LAS TAREAS:
**a.** En el hilo sobre encriptar el disco, ¿qué está mirando 2uncas de momento para hacerlo?
**b.** Reproduce tal cual el fragmento del hilo sobre encriptar el disco que empieza en "De momento estoy" y termina en "penaliza en rendimiento.".

TEXTO FUENTE:
========
# Encriptar Disco  [Sistemas]

## 2uncas

Hola,

Estoy interesado en encriptar el disco, no se si alguien me puede ayudar con su experiencia, la idea es encriptar fundamentalmente la partición /home/*, aunque en mi caso también es la Root.

De momento estoy mirando LUKS.

Alguien me puede indicar alguna guía para hacerlo o indicar que problemas puede derivar tenerlo encriptado, me refiero a si el sistema penaliza en rendimiento.

Muchas gracias por adelantado.

Un saludo.

----------

## cameta

http://en.gentoo-wiki.com/wiki/DM-Crypt_with_LUKS

Creo que esto te servirá.

----------

## 2uncas

Gracias Cameta, mirare esa guía que me has pasado, pero mi pregunta iba más orientada a experiencias con discos encriptados, es decir,  si penaliza el rendimiento del disco, si es fiable, no se saber un poco sobre su funcionamiento.

Un saludo

----------

## cameta

http://foro.hardlimit.com/linux/t-cifrar-particion-en-linux-63946.html#post533459

Mira esto.

Algo si que se penaliza, sobretodo el problema puede ser en portatiles.

Supongo que tienes buenos motivos para encriptar ya que si sólo tienes peliculas y música   :Twisted Evil: 

----------

## SS3

Algo de rendimiento pierdes dependiendo del cifrado utilizado, también depende bastante del hardware, si es moderno apenas lo notarás, tu ten en cuenta que es más importante en ese caso si el rendimiento o la seguridad de los datos. Yo tengo el sistema cifrado incluida la raíz.

----------
========
DATOS REGISTRADOS:

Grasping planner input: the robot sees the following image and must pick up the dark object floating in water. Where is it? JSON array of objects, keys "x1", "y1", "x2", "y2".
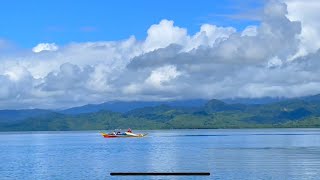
========
RESPUESTAS:
**a.** LUKS.

**b.**
De momento estoy mirando LUKS.

Alguien me puede indicar alguna guía para hacerlo o indicar que problemas puede derivar tenerlo encriptado, me refiero a si el sistema penaliza en rendimiento.